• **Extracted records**
____
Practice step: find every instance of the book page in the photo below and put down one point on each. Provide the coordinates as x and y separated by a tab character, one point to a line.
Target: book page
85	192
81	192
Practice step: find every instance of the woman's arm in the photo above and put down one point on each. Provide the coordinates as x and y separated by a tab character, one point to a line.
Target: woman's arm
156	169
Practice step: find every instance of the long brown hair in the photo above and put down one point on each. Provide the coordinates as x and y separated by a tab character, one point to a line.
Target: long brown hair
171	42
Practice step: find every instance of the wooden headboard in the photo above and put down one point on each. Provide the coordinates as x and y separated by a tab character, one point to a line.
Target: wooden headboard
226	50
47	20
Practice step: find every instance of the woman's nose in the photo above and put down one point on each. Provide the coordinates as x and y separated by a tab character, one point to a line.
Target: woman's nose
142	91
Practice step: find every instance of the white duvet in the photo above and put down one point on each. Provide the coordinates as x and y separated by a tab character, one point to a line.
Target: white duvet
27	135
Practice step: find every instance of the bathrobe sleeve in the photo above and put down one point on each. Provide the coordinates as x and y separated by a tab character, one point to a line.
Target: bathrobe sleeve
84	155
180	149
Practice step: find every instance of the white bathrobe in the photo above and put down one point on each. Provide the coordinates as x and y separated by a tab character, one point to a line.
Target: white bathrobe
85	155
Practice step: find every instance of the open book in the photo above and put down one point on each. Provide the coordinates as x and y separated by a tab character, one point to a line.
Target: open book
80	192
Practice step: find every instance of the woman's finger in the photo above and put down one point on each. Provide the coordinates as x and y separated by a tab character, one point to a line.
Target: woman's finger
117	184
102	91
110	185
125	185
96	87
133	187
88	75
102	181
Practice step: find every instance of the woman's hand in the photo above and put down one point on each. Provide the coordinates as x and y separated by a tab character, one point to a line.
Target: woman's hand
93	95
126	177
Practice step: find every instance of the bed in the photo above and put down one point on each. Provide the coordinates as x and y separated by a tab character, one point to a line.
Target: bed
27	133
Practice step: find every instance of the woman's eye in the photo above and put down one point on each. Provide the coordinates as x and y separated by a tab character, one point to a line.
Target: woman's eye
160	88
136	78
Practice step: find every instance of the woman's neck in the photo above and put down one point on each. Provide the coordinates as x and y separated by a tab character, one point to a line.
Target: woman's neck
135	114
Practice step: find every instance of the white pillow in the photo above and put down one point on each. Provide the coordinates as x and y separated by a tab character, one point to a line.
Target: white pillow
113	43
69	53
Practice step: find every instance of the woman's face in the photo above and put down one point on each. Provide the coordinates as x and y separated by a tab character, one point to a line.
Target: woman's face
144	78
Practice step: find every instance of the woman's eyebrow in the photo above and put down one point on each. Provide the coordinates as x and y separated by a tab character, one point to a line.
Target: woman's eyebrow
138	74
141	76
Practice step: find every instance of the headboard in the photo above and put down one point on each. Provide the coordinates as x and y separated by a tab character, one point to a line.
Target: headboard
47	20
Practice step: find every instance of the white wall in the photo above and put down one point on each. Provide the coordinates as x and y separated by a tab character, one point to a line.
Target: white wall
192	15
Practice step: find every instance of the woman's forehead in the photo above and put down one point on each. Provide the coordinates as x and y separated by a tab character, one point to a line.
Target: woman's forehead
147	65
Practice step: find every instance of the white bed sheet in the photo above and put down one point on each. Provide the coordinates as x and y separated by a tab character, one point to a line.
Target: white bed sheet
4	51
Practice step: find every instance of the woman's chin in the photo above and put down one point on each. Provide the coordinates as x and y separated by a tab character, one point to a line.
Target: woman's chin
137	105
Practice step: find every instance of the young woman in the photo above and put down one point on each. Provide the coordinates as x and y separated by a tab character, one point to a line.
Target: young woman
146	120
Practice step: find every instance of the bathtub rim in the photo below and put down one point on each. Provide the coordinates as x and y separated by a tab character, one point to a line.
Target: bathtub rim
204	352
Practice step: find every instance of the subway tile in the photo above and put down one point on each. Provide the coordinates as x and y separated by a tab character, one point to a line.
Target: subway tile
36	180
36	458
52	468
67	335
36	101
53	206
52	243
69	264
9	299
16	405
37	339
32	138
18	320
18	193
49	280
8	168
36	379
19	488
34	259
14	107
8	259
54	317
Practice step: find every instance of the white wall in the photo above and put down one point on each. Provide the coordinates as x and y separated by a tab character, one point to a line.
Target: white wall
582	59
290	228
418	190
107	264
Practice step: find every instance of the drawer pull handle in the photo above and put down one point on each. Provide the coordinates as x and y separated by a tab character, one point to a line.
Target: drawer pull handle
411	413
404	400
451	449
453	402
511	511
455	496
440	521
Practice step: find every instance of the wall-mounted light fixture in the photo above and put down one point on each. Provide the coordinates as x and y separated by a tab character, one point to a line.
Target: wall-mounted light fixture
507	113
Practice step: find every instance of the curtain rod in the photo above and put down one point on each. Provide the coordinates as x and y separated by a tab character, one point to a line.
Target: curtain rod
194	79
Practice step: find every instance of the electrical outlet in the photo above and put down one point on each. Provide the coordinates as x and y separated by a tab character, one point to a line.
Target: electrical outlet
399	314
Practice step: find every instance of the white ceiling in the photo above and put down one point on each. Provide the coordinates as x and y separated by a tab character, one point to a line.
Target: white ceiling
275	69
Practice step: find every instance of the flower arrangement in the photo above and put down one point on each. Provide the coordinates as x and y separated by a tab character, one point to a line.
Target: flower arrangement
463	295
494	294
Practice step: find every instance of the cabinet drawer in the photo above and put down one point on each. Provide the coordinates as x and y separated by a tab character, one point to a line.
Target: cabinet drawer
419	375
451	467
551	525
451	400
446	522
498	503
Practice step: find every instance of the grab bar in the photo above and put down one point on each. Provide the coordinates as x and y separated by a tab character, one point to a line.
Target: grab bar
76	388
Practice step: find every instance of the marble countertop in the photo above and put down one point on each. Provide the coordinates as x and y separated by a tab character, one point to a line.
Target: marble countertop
____
• **The problem**
Using the records above, count the lines that hold the string "below", and give back only the result.

• **Task output**
2